→ **TASK DETAILS**:
Lines from the opening of the material through the line containing "TARGET = brick house" must be duplicated word for word. Pictures are not.

→ **DATA FOR THIS TASK**:
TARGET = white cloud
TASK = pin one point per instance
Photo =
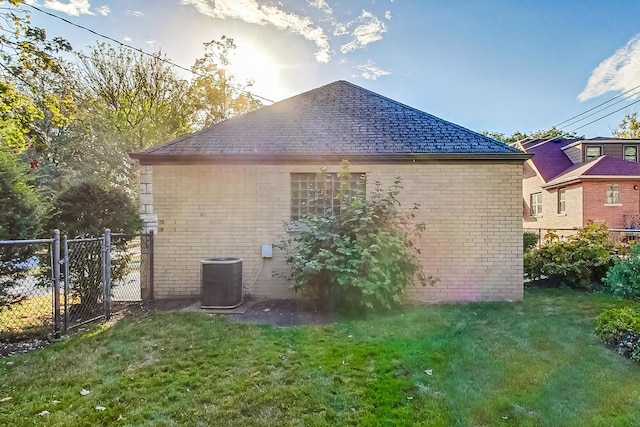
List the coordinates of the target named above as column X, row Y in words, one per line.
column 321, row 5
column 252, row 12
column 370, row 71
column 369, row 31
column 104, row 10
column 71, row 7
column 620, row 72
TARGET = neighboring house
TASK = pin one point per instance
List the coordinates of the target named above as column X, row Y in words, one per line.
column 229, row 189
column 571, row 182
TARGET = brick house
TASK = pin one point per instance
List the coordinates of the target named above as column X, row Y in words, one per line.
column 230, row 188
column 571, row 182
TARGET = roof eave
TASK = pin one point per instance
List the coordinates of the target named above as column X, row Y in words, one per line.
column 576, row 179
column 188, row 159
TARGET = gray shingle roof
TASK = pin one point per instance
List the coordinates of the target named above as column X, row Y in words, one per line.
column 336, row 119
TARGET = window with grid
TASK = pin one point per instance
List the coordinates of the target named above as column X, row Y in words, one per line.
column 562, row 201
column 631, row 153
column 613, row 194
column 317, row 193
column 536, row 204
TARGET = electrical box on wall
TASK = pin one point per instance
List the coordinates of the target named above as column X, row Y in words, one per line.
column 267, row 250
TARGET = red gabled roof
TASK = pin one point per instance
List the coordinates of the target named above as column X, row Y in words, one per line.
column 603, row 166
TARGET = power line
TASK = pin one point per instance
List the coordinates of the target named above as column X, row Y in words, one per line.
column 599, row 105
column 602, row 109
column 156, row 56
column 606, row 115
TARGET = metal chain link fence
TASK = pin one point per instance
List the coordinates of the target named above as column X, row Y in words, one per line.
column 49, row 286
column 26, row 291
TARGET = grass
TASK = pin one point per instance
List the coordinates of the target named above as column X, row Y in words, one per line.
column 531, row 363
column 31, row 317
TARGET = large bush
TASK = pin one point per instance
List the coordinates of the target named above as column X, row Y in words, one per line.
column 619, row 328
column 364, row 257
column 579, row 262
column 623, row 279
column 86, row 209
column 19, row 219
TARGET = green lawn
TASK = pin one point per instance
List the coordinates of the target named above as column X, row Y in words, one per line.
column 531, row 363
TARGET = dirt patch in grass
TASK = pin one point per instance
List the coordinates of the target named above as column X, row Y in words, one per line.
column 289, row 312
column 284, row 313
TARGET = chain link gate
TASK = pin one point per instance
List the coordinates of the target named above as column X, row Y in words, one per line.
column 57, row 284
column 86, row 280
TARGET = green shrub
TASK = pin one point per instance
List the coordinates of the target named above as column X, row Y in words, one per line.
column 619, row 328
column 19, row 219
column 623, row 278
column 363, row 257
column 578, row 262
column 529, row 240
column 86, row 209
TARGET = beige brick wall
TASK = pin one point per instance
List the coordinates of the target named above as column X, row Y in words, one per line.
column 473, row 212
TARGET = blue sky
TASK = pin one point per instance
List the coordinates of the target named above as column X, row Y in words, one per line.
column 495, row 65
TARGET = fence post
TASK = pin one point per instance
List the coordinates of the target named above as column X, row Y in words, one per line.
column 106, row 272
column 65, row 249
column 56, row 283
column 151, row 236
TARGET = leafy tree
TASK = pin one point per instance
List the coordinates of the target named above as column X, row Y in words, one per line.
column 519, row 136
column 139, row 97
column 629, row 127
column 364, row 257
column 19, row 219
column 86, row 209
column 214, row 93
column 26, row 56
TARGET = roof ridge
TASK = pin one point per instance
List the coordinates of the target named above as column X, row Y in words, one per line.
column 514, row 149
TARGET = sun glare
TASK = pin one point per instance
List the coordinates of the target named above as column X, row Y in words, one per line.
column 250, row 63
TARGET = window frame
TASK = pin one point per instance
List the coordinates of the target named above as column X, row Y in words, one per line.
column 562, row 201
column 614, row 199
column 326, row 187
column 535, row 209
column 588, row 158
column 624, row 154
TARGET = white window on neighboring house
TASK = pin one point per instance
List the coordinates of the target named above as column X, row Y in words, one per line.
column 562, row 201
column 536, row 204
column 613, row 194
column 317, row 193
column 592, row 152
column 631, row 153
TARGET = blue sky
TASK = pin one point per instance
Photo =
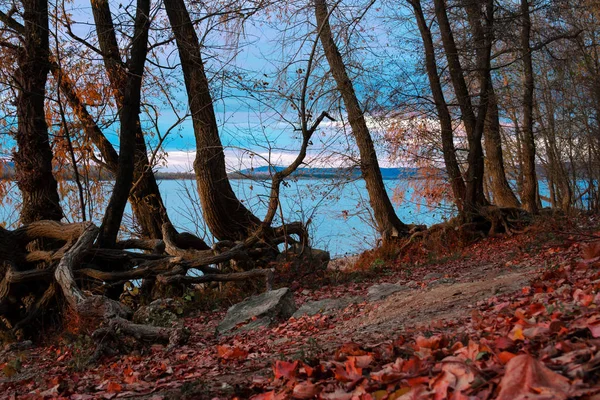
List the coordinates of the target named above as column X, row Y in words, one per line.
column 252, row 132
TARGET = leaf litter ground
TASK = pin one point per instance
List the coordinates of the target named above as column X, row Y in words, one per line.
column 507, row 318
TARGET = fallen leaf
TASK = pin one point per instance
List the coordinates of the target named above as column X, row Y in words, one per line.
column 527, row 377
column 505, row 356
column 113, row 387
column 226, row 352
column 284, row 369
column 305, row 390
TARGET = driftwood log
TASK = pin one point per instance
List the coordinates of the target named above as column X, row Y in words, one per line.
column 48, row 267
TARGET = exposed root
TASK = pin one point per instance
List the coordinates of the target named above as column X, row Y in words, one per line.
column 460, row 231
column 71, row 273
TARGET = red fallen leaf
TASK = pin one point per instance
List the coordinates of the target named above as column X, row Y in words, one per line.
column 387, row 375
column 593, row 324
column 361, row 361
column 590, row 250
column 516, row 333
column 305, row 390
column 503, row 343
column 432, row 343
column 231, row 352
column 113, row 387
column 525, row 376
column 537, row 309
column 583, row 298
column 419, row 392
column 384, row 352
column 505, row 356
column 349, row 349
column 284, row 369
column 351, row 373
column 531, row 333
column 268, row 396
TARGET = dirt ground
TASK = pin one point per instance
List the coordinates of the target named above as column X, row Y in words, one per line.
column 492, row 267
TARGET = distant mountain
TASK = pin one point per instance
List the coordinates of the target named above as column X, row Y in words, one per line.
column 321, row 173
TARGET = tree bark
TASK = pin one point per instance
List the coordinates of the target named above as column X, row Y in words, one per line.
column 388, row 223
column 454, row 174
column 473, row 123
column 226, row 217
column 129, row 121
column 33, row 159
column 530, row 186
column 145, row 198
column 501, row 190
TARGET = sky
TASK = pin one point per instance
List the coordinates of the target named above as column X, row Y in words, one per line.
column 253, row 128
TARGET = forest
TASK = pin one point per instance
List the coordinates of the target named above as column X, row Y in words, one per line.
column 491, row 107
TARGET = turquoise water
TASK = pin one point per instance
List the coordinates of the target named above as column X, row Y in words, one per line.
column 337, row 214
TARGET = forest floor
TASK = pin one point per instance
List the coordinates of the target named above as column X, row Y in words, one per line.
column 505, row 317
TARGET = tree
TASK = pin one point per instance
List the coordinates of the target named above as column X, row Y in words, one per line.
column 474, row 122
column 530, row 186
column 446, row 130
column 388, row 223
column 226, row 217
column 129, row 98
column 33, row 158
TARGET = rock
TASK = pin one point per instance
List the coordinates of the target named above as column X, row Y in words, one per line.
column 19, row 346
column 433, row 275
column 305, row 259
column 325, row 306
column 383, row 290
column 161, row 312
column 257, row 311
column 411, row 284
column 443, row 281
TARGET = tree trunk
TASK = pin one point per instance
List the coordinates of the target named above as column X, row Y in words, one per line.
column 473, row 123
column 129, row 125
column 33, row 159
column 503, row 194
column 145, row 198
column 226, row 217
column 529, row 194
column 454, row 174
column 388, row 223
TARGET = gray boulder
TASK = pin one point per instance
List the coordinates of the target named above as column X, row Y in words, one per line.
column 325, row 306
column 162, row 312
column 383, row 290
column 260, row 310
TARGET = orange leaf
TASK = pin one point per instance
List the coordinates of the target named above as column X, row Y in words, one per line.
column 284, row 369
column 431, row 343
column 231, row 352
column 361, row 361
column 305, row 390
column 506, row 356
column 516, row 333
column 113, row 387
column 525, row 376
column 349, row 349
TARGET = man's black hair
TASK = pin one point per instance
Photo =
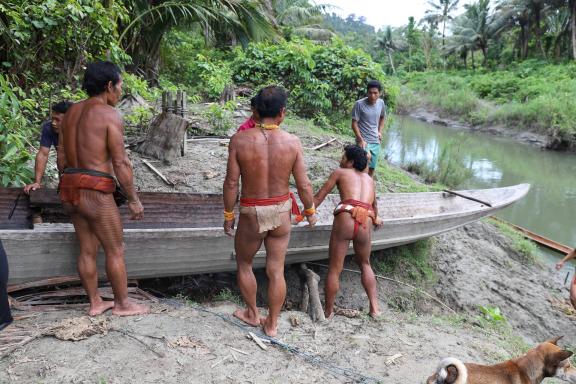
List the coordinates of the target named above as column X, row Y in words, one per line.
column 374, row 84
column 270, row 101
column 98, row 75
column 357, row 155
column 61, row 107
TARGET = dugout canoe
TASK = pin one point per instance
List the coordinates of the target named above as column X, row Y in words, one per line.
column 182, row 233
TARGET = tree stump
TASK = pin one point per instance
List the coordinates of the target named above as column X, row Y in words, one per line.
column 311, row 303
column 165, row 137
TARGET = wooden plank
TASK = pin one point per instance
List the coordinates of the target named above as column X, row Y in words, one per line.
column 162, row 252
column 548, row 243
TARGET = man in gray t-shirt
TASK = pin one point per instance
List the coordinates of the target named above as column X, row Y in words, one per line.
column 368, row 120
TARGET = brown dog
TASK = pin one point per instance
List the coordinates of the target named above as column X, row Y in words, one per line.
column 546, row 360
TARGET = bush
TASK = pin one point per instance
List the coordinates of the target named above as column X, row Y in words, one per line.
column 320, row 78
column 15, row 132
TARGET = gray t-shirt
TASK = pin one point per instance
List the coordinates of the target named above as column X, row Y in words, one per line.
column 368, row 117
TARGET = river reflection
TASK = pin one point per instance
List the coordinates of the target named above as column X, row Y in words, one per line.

→ **EXERCISE ANSWER**:
TARGET = white cloud
TASK = pin one point per instance
Photo =
List the coordinates of the target named above as column X, row Y in words, one per line.
column 321, row 5
column 252, row 12
column 370, row 71
column 369, row 31
column 104, row 10
column 71, row 7
column 620, row 72
TARGET = neighboring house
TASK = pin one point per instance
List the coordinates of the target named above as column X, row Y in words, one per line.
column 229, row 189
column 571, row 182
TARGET = brick house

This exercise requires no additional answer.